CARTAS DE PORTUGAL 2017
VAMOS COM CALMA. O
BRASIL NÃO ESTÁ À BEIRA DA MORTE
Paulo Timm - julho 03 2017
“O Brasil não cabe no
precipício”
Delfim Neto’ 2017
“A classe média brasileira
não cabe em Miami”
Leonel Brizola – 1980
"Talvez
lembremos destes dias como uma época em que o país esteve entregue a patetas e
patéticos, e a revolta se dissolveu na melancolia".
L.F.Verissimo
*
Estou nestes meses em Portugal onde acompanho minha companheira em seus
estudos. Há tempos faço isso e acabei me familiarizando com várias questões
aqui da terrinha: as boas comidas regadas ao vinho bom e barato, o clima de
tranquilidade do país, um dos mais pacíficos do mundo, as contorções da
política local, que reflete as acomodações à União Europeia, os sabores e
dissabores da vasta colônia brasileira que aqui reside etc. Algumas destas
questões já passaram por momentos críticos. Houve uma época, logo depois da
Revolução dos Cravos, de grande polarização ideológica, drenada pelo
protagonismo centrista do socialista Mário Soares, que culminou na
celebração democrática que hoje permite a alternância de tendências sem maiores
traumas. Há mais de um ano outro socialista, Antonio Costa, comanda o Governo,
cujo Presidente é um conservador. Houve tempo, também, de grandes rusgas entre
os brasileiros e os portugueses, primeiro em torno da questão dos
dentistas, que inundaram o mercado, depois, das biriguetes de programa, que
escandalizaram a tradicional família lusitana. Mas hoje isso acalmou, embora
sobreviva uma pitada de preconceito contra brasileiros, sobretudo negros, ao
que nem sempre respondemos da melhor maneira. Coisas da vida. Nada alarmante.
Choque de culturas. Um amigo me explica que os portugueses são mais brutos do
que nós, mas nós somos mais violentos. Há casos de revides no sopapo. As ondas
de imigrantes do Brasil, porém, se sucedem sem atentar para esses pontos
obscuros. Somos a maior colônia estrangeira em Portugal, em torno de 200 mil,
metade dos quais já estabelecida definitivamente. Os flutuantes oscilam de
acordo com a conjuntura. Dados oficiais do Governo português apontam para os
seguintes números, enquanto analistas afirmam que já somos 4% da população de
Lisboa.
Na crise dos 80-90 brasileiros vieram às pencas trabalhar em grandes obras
e, com o mesmo ímpeto, retornaram ao Brasil na euforia lulo-petista dos anos
2000. Lisboa baixou em pouco tempo de 60 mil para 20 mil brasileiros.
Agora, diante da crise no Brasil começam a retornar mas encontram um país muito
diferente. Portugal já completou o ciclo de equiparação aos padrões europeus,
está recém saindo de um período de forte austeridade - comandado pelos
conservadores - e já não se oferece como um campo fértil de emprego. De resto,
agora chegam, também muitos estudantes, cativados pelo custo baixo dos cursos
de pós graduação associados ao baixo custo de vida, sobretudo no interior, onde
pululam diversas universidades de excelente nível, começando por Coimbra, mas
também Porto – que dá 50% de desconto nas anuidades para brasileiros, Aveiros,
Algarve e Covilhã, onde resido
Só no Consulado Geral de
Portugal em São Paulo, por exemplo, o volume de pedidos de visto de estudante
nos primeiros cinco meses de 2017 foi 148% maior do que o mesmo período de
2016. Já as solicitações de vistos de residência para estudos de mais de um ano
aumentaram 320%.
══════
*Tarefas e exercícios*
1. As afirmações (a), (b) e (c) estão de acordo com o trecho fornecido? Responda sim ou não a cada uma e cite as palavras do trecho que decidem. (a) Quem escreve reside em Covilhã. (b) O Porto dá 30% de desconto nas anuidades para brasileiros. (c) Antonio Costa comanda o Governo há menos de um ano.
2. Segundo o trecho fornecido, quanto aumentaram as solicitações de vistos de residência para estudos de mais de um ano?
3. Que localidades o trecho fornecido menciona como sedes de universidades de excelente nível? Liste todas.

*Material fornecido*
══════
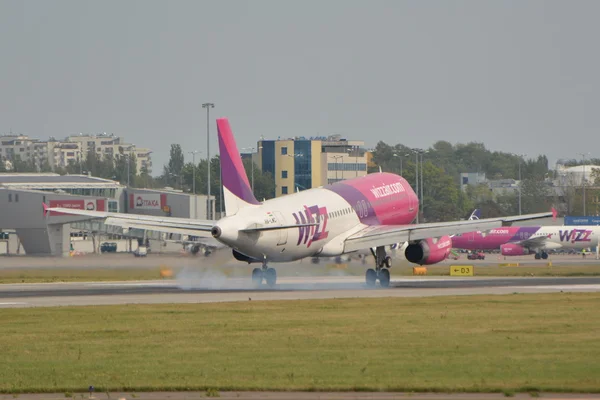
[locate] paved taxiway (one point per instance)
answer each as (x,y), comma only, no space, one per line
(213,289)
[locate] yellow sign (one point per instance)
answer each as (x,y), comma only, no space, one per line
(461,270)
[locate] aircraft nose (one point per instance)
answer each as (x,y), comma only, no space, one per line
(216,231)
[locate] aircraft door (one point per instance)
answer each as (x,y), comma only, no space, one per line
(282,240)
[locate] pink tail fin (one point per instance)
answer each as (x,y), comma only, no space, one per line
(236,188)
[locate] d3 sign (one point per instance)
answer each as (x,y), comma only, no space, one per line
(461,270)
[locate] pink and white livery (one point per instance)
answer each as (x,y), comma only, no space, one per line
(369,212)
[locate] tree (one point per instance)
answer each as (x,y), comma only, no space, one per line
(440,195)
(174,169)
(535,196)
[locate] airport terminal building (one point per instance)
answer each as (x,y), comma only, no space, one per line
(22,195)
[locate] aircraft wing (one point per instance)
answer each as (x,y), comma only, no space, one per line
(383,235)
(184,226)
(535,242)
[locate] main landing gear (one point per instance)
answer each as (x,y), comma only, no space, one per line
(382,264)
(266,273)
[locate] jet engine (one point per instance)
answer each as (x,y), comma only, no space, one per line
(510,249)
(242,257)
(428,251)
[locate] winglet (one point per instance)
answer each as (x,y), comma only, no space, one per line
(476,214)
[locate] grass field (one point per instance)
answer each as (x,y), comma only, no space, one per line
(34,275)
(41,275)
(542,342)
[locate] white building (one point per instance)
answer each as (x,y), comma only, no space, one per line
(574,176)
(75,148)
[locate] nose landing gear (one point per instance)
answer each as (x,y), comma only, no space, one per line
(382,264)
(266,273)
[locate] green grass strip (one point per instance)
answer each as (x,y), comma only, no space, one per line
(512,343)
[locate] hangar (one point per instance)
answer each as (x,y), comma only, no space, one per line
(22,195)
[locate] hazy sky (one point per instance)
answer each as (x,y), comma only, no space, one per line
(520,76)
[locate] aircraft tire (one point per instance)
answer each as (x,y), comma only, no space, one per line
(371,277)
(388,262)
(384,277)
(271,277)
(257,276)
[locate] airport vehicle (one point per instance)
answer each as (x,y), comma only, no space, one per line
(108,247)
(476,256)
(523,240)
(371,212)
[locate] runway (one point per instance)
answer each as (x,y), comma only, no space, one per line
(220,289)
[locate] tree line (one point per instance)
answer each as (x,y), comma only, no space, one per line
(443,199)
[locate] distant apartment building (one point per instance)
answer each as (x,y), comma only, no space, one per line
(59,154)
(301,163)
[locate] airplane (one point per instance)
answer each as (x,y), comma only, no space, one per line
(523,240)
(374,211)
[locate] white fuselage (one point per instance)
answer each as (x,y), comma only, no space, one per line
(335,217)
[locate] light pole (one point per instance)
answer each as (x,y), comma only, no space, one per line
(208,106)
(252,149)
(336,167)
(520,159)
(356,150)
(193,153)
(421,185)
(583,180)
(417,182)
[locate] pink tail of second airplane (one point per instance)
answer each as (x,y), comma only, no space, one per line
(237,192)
══════
*Respostas escritas*
1.
(a) Sim: "Algarve e Covilhã, onde resido".
(b) Não: "Porto – que dá 50% de desconto nas anuidades para brasileiros".
(c) Não: "Há mais de um ano outro socialista, Antonio Costa, comanda o Governo".

2. Aumentaram 320%.

3. Coimbra, Porto, Aveiros, Algarve e Covilhã.